> [Complete the following]
[1] Please transcribe the part of the mailing-list message on C1 characters starting at "RE: [xml-dev] C1" and ending at "for HTML 4.".
[2] Pick up the mailing-list message on C1 characters from its last sentence and carry it forward.

> [Excerpted passage]

· · · · · · ·

RE: [xml-dev] C1 characters in XML 1.0 and HTML 4

[Date Prev] | [Thread Prev] | [Thread Next] | [Date Next] -- [Date Index] | [Thread Index]

From: "Waters, Michael, Springer US" <Mike.Waters@springer.com>
To: "Michael Kay" <mike@saxonica.com>,<xml-dev@lists.xml.org>
Date: Sat, 12 Mar 2011 20:07:59 -0500

>Occasionally the internationalization working group in W3C decides to flex its muscles,
>and one instance of this was there insistence that XSLT should not generate HTML
>that contains characters which HTML defines to be illegal.

Seems very reasonable to me. Until Bjoern reminded me, I forgot about the SGML declaration for HTML 4.

· · · · · · ·

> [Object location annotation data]

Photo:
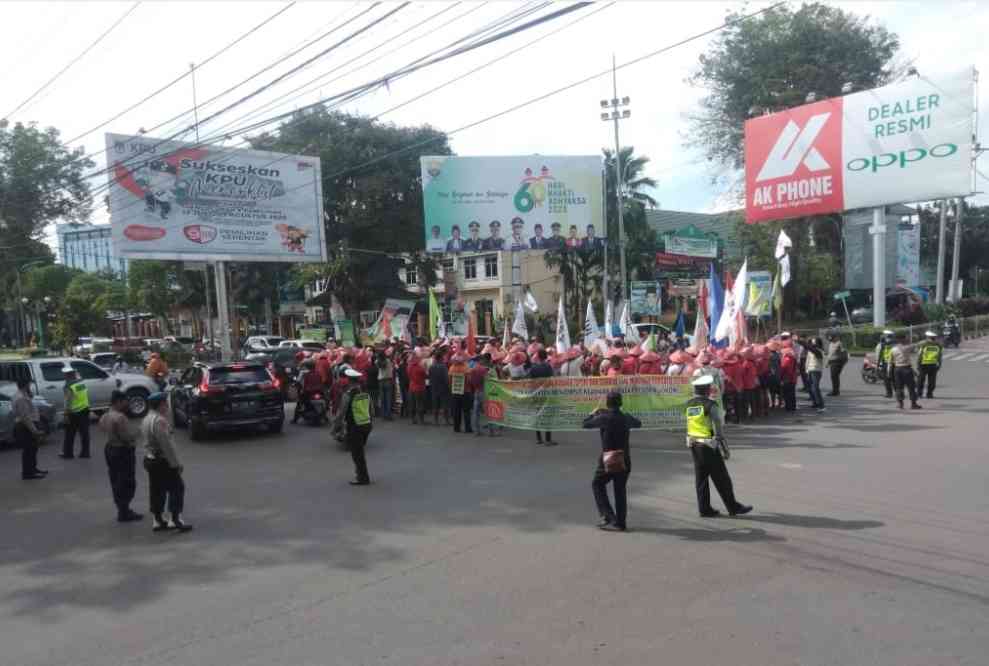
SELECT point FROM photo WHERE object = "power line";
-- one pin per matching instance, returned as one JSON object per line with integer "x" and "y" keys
{"x": 74, "y": 60}
{"x": 186, "y": 73}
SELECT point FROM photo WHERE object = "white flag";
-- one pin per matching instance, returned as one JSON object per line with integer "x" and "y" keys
{"x": 518, "y": 326}
{"x": 562, "y": 332}
{"x": 783, "y": 242}
{"x": 591, "y": 332}
{"x": 530, "y": 302}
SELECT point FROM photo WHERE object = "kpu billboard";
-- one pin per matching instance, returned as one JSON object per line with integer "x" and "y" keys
{"x": 172, "y": 200}
{"x": 911, "y": 141}
{"x": 535, "y": 202}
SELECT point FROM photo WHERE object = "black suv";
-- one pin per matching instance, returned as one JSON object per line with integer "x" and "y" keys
{"x": 227, "y": 395}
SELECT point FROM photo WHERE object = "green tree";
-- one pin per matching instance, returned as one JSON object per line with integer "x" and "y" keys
{"x": 771, "y": 62}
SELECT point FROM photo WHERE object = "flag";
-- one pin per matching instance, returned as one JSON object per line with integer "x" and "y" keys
{"x": 717, "y": 304}
{"x": 783, "y": 243}
{"x": 530, "y": 301}
{"x": 471, "y": 342}
{"x": 777, "y": 292}
{"x": 562, "y": 332}
{"x": 518, "y": 326}
{"x": 434, "y": 315}
{"x": 591, "y": 332}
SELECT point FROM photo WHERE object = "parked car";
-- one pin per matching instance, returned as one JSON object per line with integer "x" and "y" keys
{"x": 262, "y": 343}
{"x": 49, "y": 382}
{"x": 46, "y": 412}
{"x": 225, "y": 396}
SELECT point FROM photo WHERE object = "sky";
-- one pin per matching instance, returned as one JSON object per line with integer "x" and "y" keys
{"x": 157, "y": 41}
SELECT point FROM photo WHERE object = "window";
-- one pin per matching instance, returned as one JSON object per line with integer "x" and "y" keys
{"x": 491, "y": 266}
{"x": 470, "y": 268}
{"x": 88, "y": 370}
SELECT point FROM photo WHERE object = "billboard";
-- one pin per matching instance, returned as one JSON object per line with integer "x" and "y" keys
{"x": 910, "y": 141}
{"x": 173, "y": 200}
{"x": 536, "y": 202}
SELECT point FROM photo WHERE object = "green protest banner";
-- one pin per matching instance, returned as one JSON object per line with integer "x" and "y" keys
{"x": 562, "y": 403}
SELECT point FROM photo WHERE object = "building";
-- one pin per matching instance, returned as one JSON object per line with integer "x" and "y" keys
{"x": 88, "y": 247}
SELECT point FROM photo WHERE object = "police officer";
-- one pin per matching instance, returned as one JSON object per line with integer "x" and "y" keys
{"x": 884, "y": 355}
{"x": 709, "y": 450}
{"x": 76, "y": 415}
{"x": 928, "y": 364}
{"x": 355, "y": 421}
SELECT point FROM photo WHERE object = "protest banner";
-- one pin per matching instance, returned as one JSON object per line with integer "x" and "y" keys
{"x": 562, "y": 403}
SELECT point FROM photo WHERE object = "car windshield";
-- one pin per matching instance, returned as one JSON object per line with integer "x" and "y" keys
{"x": 252, "y": 374}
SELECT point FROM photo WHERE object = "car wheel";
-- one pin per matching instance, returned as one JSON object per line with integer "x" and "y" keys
{"x": 197, "y": 430}
{"x": 137, "y": 402}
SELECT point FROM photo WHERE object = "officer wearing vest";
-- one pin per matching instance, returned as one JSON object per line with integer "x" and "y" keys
{"x": 884, "y": 357}
{"x": 355, "y": 422}
{"x": 928, "y": 364}
{"x": 709, "y": 450}
{"x": 76, "y": 415}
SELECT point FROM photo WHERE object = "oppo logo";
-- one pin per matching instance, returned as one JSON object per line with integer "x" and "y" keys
{"x": 901, "y": 159}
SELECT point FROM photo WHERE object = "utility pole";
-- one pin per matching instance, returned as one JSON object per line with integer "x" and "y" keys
{"x": 615, "y": 115}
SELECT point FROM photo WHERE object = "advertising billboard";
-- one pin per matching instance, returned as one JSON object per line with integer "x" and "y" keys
{"x": 535, "y": 202}
{"x": 173, "y": 200}
{"x": 910, "y": 141}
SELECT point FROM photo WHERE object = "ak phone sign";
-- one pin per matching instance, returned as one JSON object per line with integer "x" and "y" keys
{"x": 911, "y": 141}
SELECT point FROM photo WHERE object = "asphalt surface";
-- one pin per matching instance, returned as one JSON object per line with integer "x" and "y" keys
{"x": 867, "y": 546}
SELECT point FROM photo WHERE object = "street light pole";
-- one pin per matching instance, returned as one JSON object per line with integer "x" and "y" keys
{"x": 615, "y": 115}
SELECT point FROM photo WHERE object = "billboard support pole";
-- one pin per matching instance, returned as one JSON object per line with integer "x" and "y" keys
{"x": 878, "y": 231}
{"x": 956, "y": 254}
{"x": 942, "y": 234}
{"x": 223, "y": 311}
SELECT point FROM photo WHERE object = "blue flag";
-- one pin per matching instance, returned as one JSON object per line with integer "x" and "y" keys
{"x": 717, "y": 304}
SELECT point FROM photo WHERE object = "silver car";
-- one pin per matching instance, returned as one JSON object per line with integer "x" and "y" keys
{"x": 46, "y": 412}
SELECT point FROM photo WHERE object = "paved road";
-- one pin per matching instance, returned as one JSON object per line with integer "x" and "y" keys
{"x": 868, "y": 546}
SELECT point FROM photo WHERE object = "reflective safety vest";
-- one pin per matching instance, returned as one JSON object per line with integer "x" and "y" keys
{"x": 930, "y": 354}
{"x": 78, "y": 397}
{"x": 699, "y": 424}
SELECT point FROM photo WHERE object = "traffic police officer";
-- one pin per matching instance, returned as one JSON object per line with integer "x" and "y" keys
{"x": 928, "y": 364}
{"x": 884, "y": 356}
{"x": 76, "y": 415}
{"x": 707, "y": 446}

· · · · · · ·

> [Answer set]
[1]
RE: [xml-dev] C1 characters in XML 1.0 and HTML 4

[Date Prev] | [Thread Prev] | [Thread Next] | [Date Next] -- [Date Index] | [Thread Index]

From: "Waters, Michael, Springer US" <Mike.Waters@springer.com>
To: "Michael Kay" <mike@saxonica.com>,<xml-dev@lists.xml.org>
Date: Sat, 12 Mar 2011 20:07:59 -0500

>Occasionally the internationalization working group in W3C decides to flex its muscles,
>and one instance of this was there insistence that XSLT should not generate HTML
>that contains characters which HTML defines to be illegal.

Seems very reasonable to me. Until Bjoern reminded me, I forgot about the SGML declaration for HTML 4.

[2]
>It's probably a mistake that XML allowed these C1 characters, because they are
>nearly always miscoded CP1252 characters. XML 1.1 tried to fix this problem
>but we all know what happened to that.

Yes, indeed. We've tried to avoid the complications of handling XML 1.1 in our tool chain.

>In the meantime, the result is that you feed a bad character
>nto the start of your processing pipeline and you discover
>the problem at the final stage when HTML emerges.

I was just a bit surprised that the error was caught so far down the line.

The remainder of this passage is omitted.